Leestekst =

----

Monthly Archives: Mei 2020

‘Reach the World: I Will Go’

De adventistische wereldkerk heeft al lange tijd de traditie om een motto te kiezen voor elke periode van vijf jaar. Zo’n slogan wordt dan tijdens de Generale Conferentie met de nodig fanfare bekendgemaakt. Dit jaar wordt de traditie enigszins in de war geschopt, want de Generale Conferentie die over enkele weken in Indianapolis zou worden gehouden is door de Covic-19 perikelen een jaar uitgesteld en zal nu in afgeslankte vorm van 20 tot 25 mei, 2021 plaatsvinden. Maar tijdens de voorjaarsvergadering van het wereldbestuur, die onlangs via Zoom plaatsvond, werd besloten binnenkort alvast het motto voor de kerk voor de komende vijf jaar te lanceren. Dat zal nu gebeuren via alle beschikbare media waarover de kerk beschikt in het weekend van 3-4 juli a.s.

Het nieuwe thema (motto of slogan—ik weet niet welk woord het meest toepasselijk is) is: Reach the World: I Will Go.’ Toen ik het hoorde kwamen deze woorden niet direct als erg inspirerend bij mij over. Na de slogan Total Member Involvement van de afgelopen vijf jaar klinkt het nieuwe thema niet bijzonder vernieuwend.

Het kiezen van een motto voor een kerkgenootschap roept bij mij trouwens wel wat vragen op en dat geldt met name voor thema’s als Total Member Involvement en Reach the World: I Will Go. Allereerst vraag ik mij af of een geloofsgemeenschap dergelijke motto’s nodig heeft. Ik ken (in elk geval in de Europese context) geen kerken die regelmatig een nieuwe slogan kiezen. Het lijkt in mijn beleving iets te veel op een politieke organisatie die goed wil scoren in de volgende verkiezingen of op een winkelketen die het in de komende seizoen over een andere boeg wil gooien.

----

Geëxtraheerde gegevens =
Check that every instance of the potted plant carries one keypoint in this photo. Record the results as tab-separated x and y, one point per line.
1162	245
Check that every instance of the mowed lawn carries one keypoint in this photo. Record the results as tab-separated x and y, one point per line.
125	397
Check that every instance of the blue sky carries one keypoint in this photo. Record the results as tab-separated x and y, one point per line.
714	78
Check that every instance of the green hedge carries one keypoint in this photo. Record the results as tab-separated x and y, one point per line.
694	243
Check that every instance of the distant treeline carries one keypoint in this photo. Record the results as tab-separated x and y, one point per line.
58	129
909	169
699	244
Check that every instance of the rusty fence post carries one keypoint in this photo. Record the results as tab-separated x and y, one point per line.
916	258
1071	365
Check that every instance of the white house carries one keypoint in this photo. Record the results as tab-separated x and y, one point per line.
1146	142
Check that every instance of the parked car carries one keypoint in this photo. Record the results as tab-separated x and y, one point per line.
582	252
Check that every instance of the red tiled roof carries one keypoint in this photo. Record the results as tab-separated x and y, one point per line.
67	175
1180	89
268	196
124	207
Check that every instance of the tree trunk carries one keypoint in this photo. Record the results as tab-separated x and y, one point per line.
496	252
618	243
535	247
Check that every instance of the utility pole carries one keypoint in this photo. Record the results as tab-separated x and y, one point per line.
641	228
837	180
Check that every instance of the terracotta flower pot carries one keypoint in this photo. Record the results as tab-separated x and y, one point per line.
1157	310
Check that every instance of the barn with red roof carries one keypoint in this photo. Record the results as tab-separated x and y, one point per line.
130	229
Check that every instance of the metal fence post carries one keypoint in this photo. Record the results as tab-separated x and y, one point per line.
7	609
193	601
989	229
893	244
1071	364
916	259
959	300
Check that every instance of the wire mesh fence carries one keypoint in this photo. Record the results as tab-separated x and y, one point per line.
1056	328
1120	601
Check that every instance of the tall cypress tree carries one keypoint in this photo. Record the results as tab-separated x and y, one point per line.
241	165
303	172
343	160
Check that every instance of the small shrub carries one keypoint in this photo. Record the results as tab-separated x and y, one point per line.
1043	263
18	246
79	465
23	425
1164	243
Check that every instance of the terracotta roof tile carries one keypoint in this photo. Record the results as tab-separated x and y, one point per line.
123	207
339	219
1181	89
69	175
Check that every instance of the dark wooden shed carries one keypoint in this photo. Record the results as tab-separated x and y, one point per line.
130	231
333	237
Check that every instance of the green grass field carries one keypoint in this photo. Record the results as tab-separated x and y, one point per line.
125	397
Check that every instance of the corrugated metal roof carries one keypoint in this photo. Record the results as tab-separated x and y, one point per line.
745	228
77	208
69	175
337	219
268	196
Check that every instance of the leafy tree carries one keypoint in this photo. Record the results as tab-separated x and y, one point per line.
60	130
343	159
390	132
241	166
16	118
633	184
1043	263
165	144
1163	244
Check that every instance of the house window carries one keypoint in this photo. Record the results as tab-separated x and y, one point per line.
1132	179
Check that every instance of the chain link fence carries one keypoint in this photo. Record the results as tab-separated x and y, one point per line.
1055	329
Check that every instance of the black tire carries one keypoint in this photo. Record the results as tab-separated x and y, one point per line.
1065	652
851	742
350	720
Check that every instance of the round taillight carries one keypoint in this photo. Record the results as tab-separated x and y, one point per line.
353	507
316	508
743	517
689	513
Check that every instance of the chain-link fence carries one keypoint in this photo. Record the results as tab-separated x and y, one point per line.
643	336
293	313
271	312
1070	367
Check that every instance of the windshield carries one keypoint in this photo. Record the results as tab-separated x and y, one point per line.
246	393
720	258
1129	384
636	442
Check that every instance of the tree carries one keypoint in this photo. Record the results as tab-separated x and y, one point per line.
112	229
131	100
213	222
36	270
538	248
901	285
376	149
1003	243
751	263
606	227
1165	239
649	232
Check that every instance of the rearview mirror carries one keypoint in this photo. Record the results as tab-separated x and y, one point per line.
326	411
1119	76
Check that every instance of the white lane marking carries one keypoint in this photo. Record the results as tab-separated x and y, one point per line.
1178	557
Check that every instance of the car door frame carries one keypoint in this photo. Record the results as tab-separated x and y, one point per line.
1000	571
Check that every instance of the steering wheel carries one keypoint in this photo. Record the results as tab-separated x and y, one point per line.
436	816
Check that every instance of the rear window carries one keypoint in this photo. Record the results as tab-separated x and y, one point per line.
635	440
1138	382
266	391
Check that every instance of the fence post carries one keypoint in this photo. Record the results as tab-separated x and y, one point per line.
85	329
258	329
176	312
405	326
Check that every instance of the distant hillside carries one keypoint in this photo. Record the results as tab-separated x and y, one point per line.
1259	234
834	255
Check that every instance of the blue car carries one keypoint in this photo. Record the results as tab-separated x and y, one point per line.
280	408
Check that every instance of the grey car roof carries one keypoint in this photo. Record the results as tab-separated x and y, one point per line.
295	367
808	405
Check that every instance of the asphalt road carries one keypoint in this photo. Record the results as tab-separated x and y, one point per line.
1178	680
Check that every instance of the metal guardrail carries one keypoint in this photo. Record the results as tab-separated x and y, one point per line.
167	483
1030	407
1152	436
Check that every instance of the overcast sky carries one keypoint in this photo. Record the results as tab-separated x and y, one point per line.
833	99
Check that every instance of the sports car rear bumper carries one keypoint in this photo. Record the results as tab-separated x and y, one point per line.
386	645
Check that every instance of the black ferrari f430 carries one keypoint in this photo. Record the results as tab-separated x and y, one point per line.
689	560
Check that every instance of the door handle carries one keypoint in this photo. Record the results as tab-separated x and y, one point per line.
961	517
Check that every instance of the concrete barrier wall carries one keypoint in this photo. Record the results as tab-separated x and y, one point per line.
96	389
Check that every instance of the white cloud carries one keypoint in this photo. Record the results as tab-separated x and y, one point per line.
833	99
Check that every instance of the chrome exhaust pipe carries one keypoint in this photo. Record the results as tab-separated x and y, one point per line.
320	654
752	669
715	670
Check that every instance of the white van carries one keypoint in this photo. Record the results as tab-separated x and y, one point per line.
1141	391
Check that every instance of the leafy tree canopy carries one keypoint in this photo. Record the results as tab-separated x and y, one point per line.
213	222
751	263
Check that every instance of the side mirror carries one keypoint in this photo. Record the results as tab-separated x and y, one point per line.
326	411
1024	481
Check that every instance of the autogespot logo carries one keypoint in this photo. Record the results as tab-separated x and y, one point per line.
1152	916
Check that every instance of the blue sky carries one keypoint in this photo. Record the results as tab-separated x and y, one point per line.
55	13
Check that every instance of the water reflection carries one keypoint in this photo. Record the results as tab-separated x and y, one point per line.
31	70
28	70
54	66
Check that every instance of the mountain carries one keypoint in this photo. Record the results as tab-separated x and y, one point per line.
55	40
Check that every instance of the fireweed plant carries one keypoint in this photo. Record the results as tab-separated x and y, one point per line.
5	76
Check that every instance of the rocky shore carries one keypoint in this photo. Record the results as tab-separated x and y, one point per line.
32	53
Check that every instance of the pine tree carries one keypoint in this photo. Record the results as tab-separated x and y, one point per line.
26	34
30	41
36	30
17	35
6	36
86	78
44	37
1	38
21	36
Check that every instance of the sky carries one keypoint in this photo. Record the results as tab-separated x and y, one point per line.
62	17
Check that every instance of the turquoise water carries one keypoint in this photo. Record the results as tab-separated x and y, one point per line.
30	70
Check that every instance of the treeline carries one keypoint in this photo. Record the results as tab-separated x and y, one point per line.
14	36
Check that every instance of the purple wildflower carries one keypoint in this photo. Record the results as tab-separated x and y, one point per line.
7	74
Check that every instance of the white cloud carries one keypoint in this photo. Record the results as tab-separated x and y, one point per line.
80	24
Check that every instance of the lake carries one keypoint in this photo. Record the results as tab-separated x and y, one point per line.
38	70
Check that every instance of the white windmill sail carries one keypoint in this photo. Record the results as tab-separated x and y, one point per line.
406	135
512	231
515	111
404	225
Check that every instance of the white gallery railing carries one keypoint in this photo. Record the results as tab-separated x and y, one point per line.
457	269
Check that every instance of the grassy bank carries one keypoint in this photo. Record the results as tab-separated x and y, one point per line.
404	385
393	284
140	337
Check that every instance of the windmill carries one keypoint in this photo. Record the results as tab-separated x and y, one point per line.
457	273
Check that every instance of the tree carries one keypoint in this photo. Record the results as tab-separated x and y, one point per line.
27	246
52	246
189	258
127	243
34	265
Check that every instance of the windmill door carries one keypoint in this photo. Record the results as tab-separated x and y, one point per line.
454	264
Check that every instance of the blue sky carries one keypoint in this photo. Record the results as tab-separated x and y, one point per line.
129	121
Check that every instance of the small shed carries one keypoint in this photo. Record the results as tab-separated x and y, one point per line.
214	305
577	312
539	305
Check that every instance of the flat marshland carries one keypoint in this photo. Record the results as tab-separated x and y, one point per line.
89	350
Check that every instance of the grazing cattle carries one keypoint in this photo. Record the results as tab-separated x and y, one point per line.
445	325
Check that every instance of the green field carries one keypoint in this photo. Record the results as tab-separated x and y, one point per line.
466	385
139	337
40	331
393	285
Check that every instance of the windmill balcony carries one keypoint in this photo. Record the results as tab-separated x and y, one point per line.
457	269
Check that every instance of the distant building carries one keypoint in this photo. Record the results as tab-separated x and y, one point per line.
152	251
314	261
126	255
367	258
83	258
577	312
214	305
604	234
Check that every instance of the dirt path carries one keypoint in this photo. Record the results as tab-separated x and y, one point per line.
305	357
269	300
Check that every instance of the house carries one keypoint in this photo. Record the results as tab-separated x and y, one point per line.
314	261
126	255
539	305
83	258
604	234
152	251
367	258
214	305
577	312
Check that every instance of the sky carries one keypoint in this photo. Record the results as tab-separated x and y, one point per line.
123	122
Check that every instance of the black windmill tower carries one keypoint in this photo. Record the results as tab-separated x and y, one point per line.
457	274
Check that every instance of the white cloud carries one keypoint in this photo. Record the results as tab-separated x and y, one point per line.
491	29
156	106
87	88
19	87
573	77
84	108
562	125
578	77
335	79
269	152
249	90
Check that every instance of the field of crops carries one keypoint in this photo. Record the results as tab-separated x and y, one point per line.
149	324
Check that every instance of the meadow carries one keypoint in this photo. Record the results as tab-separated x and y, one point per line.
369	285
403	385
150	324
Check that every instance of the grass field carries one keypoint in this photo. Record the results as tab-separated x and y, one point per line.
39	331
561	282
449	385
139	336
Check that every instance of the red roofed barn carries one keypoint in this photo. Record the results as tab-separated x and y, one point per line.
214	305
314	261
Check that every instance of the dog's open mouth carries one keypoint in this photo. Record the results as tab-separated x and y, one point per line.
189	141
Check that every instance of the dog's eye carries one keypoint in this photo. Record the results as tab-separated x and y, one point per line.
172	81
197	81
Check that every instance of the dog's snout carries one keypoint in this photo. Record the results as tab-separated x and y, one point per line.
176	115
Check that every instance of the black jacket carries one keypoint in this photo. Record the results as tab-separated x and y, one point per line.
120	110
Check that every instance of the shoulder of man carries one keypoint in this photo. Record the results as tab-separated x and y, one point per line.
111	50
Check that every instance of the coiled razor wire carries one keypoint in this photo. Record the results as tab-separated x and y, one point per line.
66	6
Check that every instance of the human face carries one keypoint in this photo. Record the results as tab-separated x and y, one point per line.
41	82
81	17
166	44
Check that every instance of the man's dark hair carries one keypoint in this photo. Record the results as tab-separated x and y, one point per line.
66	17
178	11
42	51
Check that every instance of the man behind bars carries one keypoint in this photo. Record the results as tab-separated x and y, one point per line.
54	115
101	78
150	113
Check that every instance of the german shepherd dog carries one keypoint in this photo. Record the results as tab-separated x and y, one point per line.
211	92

----

Werkopdracht = Schrijf uit de tekst over het nieuwe motto van de adventistische wereldkerk het stuk over van "Het nieuwe thema (motto" tot en met "niet bijzonder vernieuwend.".

Antwoord =
Het nieuwe thema (motto of slogan—ik weet niet welk woord het meest toepasselijk is) is: Reach the World: I Will Go.’ Toen ik het hoorde kwamen deze woorden niet direct als erg inspirerend bij mij over. Na de slogan Total Member Involvement van de afgelopen vijf jaar klinkt het nieuwe thema niet bijzonder vernieuwend.